■ Your goal: If a line in the data contains "pixels", copy it out.

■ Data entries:

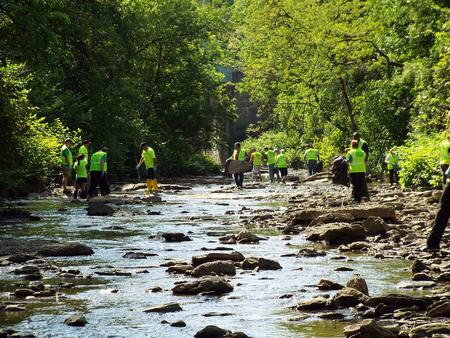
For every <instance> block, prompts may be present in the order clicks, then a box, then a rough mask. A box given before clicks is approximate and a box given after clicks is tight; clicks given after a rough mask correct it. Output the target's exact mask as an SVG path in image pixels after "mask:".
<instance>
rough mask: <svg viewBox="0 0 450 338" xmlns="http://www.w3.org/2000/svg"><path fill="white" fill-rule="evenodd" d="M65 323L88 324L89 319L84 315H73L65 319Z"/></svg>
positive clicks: (77, 324) (75, 323) (65, 323)
mask: <svg viewBox="0 0 450 338" xmlns="http://www.w3.org/2000/svg"><path fill="white" fill-rule="evenodd" d="M64 324H66V325H68V326H85V325H86V324H87V320H86V318H85V317H84V316H82V315H73V316H70V317H68V318H66V319H65V320H64Z"/></svg>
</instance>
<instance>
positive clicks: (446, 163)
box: [440, 140, 450, 164]
mask: <svg viewBox="0 0 450 338" xmlns="http://www.w3.org/2000/svg"><path fill="white" fill-rule="evenodd" d="M449 148H450V141H448V140H445V141H444V142H442V143H441V156H440V164H450V155H449V154H448V150H449Z"/></svg>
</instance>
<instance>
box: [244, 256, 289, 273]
mask: <svg viewBox="0 0 450 338" xmlns="http://www.w3.org/2000/svg"><path fill="white" fill-rule="evenodd" d="M241 267H242V269H244V270H253V269H255V268H258V269H259V270H280V269H282V267H281V265H280V263H278V262H277V261H274V260H271V259H266V258H261V257H248V258H246V259H245V260H244V261H243V262H242V265H241Z"/></svg>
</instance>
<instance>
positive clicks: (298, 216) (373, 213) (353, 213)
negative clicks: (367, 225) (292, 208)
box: [291, 205, 395, 225]
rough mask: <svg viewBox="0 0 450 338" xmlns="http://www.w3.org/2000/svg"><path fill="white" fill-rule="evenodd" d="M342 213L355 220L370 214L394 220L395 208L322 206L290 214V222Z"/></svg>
mask: <svg viewBox="0 0 450 338" xmlns="http://www.w3.org/2000/svg"><path fill="white" fill-rule="evenodd" d="M330 213H342V214H351V215H352V216H353V217H354V218H355V220H365V219H367V218H369V217H370V216H374V217H381V218H383V219H384V220H395V209H394V208H393V207H387V206H381V205H378V206H376V205H375V206H362V205H361V206H358V207H341V208H333V209H332V210H330V208H323V209H303V210H301V211H297V212H295V213H293V214H292V215H291V224H292V225H297V224H308V223H309V222H311V221H312V220H314V219H315V218H317V217H319V216H321V215H325V214H330Z"/></svg>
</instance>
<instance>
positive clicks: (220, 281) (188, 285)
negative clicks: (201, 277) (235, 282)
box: [172, 277, 233, 295]
mask: <svg viewBox="0 0 450 338" xmlns="http://www.w3.org/2000/svg"><path fill="white" fill-rule="evenodd" d="M231 291H233V286H232V285H231V284H229V283H227V282H226V281H225V280H223V279H222V278H220V277H203V278H202V279H199V280H196V281H192V282H186V283H181V284H178V285H176V286H175V287H174V288H173V289H172V292H173V293H174V294H182V295H196V294H199V293H202V292H208V293H211V294H223V293H227V292H231Z"/></svg>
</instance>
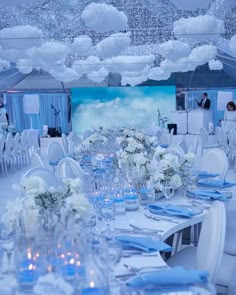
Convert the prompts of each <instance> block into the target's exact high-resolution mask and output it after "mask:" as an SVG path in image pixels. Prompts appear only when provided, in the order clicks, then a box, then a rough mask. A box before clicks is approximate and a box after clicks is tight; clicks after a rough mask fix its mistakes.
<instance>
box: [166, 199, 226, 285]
mask: <svg viewBox="0 0 236 295" xmlns="http://www.w3.org/2000/svg"><path fill="white" fill-rule="evenodd" d="M225 231H226V212H225V206H224V203H223V202H220V201H215V202H214V204H213V206H212V207H211V209H210V210H209V212H208V213H207V214H206V216H205V219H204V221H203V224H202V229H201V233H200V237H199V242H198V246H197V247H194V246H189V247H186V248H184V249H182V250H181V251H179V252H178V253H177V254H175V255H174V256H172V257H171V258H170V259H168V260H167V263H168V265H169V266H171V267H173V266H177V265H182V266H183V267H185V268H186V269H201V270H206V271H208V272H209V281H210V282H211V283H213V284H214V283H215V282H216V278H217V275H218V272H219V270H220V265H221V261H222V256H223V251H224V241H225Z"/></svg>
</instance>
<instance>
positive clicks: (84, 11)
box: [81, 3, 128, 33]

■ Reply:
For every <instance> block, prompts may be present in the order clicks, then a box, then a rough mask. A box given before clicks is approximate and a box given after clicks is tight; clicks given after a rough mask correct it. Output the target's exact mask as an SVG path in image pixels after "mask:".
Convert the prompts of each <instance> block into the target's exact high-resolution mask and output it after "mask:" as an SVG path in image pixels. Prompts appear only when provided, in the order clicks, then a box, then a rough mask. A box before clicks is approximate and a box after clicks is tight; clicks after a rough mask fix its mistakes.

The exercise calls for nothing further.